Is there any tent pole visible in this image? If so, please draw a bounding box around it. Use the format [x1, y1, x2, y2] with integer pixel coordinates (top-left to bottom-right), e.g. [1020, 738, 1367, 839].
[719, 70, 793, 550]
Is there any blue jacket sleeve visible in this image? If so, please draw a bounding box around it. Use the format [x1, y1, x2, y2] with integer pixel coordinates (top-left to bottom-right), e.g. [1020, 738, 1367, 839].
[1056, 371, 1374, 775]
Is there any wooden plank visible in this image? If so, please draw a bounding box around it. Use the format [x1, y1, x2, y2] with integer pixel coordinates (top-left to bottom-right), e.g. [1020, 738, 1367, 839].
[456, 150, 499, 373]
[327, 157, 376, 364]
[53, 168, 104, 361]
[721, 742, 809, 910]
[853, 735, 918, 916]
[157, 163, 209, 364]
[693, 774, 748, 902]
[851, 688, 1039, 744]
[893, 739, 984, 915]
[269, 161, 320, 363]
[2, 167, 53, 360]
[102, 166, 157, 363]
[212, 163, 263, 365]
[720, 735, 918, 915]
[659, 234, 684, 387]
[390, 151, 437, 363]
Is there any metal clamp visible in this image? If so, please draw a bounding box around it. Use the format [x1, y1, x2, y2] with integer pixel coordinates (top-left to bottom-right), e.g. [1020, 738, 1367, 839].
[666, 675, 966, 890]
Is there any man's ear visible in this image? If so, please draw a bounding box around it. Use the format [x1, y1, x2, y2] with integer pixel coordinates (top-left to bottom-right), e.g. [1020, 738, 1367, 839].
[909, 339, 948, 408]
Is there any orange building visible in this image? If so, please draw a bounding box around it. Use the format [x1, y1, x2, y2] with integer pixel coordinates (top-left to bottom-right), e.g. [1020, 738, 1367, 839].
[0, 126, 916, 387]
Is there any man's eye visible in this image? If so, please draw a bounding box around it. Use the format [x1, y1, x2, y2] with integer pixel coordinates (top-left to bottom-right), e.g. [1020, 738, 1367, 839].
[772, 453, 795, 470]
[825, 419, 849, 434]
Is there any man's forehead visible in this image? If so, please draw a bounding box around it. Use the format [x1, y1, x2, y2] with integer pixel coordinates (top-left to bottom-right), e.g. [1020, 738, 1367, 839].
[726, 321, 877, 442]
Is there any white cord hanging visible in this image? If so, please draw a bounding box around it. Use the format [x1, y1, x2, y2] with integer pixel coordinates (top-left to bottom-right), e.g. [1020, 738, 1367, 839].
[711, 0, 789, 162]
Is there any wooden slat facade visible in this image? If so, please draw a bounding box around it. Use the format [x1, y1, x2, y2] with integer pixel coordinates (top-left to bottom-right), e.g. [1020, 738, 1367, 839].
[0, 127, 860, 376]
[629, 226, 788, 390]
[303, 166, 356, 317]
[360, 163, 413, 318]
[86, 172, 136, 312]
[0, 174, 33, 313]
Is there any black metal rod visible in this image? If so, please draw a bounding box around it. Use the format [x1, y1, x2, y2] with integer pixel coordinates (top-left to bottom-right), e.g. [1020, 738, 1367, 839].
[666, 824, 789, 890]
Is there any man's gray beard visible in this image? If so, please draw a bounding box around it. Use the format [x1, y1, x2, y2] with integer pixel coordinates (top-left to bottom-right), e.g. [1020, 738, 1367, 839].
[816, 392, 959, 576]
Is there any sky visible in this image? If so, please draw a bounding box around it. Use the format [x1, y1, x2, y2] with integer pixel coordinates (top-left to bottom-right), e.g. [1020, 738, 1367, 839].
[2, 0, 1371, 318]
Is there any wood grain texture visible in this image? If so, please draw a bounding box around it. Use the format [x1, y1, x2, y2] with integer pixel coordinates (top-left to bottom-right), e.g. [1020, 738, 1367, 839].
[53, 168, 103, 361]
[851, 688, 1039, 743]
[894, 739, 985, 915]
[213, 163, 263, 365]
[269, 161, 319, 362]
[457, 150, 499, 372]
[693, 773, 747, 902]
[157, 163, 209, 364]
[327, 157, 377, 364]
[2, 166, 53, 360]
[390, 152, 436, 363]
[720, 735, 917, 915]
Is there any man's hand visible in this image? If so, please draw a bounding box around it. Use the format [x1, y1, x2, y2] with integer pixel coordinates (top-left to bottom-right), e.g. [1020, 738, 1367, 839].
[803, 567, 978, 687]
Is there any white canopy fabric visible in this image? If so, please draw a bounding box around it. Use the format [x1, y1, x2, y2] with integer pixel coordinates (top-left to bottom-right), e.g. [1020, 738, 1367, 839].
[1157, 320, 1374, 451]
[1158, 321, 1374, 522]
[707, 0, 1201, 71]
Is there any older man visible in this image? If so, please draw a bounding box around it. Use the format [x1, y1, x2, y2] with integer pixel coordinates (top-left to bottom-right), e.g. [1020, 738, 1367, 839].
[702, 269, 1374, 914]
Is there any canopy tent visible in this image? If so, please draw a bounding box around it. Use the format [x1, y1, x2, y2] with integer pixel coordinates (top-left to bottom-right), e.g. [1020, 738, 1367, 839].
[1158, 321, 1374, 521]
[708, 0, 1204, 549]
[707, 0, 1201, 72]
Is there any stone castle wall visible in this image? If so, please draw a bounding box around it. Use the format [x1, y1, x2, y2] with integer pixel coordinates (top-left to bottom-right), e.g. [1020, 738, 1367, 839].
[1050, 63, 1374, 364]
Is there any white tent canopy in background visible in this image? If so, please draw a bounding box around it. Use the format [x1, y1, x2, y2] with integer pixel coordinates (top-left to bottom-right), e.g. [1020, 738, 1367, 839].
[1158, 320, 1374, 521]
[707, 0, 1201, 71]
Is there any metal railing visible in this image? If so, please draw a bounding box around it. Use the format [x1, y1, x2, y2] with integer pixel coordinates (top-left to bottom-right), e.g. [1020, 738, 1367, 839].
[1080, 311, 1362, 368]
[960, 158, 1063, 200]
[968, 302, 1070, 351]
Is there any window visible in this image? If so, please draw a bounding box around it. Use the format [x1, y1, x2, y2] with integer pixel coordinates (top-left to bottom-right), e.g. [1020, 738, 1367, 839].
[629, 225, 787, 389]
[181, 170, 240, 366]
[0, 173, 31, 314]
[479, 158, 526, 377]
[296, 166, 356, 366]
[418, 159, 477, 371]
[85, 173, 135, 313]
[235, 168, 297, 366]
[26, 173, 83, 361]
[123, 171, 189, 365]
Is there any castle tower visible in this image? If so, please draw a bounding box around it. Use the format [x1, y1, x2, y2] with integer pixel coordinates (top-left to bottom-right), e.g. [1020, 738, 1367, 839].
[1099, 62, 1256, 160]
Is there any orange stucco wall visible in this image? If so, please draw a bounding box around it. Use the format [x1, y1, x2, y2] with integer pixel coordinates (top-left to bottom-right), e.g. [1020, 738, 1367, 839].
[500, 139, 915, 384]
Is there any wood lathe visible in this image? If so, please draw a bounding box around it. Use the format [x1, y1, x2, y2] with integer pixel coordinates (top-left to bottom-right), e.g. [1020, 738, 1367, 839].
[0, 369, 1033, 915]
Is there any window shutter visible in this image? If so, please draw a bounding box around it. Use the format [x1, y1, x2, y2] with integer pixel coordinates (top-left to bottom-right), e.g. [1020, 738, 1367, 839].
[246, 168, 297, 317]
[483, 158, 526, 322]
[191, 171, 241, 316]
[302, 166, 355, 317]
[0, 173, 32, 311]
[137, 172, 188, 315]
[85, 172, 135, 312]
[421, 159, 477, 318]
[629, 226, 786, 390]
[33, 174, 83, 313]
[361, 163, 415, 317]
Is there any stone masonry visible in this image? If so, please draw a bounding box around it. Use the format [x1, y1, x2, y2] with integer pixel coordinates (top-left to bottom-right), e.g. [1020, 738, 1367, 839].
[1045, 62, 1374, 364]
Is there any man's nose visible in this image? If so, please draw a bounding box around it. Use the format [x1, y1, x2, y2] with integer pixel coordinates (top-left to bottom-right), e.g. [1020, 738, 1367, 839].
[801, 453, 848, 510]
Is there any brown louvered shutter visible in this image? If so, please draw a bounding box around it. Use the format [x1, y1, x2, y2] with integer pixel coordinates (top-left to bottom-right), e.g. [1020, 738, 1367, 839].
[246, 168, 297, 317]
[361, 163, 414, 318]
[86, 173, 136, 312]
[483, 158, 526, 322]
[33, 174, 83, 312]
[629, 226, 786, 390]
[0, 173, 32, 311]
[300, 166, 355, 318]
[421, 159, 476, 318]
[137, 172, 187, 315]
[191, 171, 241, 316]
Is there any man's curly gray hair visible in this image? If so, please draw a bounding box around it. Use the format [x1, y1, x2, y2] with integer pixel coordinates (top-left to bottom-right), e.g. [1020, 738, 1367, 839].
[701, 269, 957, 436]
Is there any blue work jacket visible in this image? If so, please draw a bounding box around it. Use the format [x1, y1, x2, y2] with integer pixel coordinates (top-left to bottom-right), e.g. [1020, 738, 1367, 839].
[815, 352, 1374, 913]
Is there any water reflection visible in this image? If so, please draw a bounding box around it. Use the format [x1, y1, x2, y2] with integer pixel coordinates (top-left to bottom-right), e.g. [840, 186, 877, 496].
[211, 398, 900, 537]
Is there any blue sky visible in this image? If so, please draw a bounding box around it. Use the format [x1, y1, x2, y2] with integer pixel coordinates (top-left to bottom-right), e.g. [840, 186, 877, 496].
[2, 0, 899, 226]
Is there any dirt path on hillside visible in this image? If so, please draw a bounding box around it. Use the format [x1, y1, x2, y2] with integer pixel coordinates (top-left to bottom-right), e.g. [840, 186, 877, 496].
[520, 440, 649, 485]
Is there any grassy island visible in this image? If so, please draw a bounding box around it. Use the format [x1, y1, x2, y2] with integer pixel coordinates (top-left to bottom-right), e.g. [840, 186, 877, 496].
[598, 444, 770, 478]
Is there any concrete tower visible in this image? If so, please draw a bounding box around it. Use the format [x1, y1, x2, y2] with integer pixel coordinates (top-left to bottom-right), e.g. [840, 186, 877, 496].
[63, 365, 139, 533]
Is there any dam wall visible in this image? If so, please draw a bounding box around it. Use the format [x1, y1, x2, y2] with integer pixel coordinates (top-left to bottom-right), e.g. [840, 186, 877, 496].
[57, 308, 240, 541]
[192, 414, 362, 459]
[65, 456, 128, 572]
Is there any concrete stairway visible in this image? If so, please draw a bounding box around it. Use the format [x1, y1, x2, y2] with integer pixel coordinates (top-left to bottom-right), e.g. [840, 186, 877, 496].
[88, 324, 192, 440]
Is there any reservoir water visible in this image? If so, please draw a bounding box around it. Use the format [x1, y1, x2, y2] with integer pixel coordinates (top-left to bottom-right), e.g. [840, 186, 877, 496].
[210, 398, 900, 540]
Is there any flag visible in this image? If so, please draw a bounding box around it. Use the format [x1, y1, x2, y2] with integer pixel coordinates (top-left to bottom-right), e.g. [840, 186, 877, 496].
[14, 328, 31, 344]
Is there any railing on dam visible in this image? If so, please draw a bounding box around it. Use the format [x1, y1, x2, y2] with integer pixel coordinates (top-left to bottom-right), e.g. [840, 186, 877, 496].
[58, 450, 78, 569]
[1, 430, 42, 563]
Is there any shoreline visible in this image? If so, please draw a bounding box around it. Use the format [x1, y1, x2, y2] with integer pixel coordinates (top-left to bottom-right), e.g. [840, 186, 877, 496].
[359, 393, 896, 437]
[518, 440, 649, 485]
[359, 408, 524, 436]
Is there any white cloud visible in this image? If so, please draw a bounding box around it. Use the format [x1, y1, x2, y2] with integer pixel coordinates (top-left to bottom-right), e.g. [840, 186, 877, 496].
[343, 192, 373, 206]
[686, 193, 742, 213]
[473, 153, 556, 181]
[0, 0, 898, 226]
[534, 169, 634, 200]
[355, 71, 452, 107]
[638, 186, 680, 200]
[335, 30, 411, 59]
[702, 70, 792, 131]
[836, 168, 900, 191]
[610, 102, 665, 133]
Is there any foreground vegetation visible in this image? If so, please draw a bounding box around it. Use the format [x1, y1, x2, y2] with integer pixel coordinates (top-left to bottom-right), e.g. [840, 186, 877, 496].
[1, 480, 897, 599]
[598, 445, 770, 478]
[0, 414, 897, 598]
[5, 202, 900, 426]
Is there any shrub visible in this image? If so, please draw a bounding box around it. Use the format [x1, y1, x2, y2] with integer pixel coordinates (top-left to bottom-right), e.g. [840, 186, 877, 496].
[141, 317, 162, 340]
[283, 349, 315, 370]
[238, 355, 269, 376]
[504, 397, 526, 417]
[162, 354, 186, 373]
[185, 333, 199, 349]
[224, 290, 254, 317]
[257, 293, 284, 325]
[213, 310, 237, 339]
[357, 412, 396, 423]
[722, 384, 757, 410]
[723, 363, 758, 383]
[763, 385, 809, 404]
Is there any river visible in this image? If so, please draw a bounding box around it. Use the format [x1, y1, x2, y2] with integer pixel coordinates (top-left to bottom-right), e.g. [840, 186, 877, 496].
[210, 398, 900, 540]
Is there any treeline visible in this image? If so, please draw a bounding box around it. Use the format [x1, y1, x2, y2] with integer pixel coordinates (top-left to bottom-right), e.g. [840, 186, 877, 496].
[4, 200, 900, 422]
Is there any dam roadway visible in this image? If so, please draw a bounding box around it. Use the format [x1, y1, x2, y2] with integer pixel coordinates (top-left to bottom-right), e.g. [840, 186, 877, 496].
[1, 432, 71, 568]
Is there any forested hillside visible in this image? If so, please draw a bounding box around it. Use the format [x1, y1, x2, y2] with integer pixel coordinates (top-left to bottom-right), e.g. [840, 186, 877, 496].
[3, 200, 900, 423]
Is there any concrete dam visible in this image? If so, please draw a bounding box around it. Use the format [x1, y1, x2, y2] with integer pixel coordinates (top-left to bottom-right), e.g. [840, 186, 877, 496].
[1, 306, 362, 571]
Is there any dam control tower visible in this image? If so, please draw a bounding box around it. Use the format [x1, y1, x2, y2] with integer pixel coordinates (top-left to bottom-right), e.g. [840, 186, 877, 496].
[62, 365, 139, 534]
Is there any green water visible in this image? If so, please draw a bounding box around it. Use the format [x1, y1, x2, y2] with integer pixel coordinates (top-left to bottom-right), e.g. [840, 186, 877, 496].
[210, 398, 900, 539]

WORK REQUIRED: Please give back only the lines starting with the one that contains "Is there any river" and ending with the last line of the listing, retyped exactly.

EXERCISE RESULT:
Is there any river visible in this image? If so, please draw a bounding box around it. Use the format [x1, y1, x2, y2] with integer pixel coordinates (top-left to bottom-right), e.g. [840, 186, 877, 496].
[210, 398, 900, 540]
Is there any treeline visible in this image? If so, please draw a bounding box around it. Use the format [x1, y1, x2, y2] with integer pixel coordinates (top-left to bottom-right), e.g. [840, 186, 877, 496].
[4, 200, 900, 422]
Is there any dam roadway visible in this image? If so, please draw a bounding box around it. Use the format [x1, y1, x2, y2] with integer pixel coordinates (top-left to bottom-right), e.g. [840, 186, 877, 496].
[1, 432, 71, 568]
Is there any forested hillside visible in this image? If so, please draw a bounding box around it. Use the format [x1, y1, x2, y2] with integer pixel coordinates (top-left to bottom-right), e.g. [840, 186, 877, 496].
[3, 200, 900, 423]
Is there any concrete dam visible in this image? If so, please draw a bounding box around it. Use the format [x1, y1, x2, y2] with integer pixel coordinates (top-left to bottom-right), e.g. [840, 186, 877, 496].
[1, 306, 362, 571]
Is there any dam control tower visible in this image? If so, please draw a bounding box around it. Use the format [x1, y1, x2, y2] with integer pixel coordinates (top-left to bottom-right), e.g. [840, 186, 877, 496].
[62, 365, 139, 534]
Is there any green water visible in this image? If so, please draw a bounding box around it. Use the format [x1, y1, x2, y2] with integer pixel coordinates (top-left to bottom-right), e.g. [840, 186, 877, 496].
[210, 398, 900, 539]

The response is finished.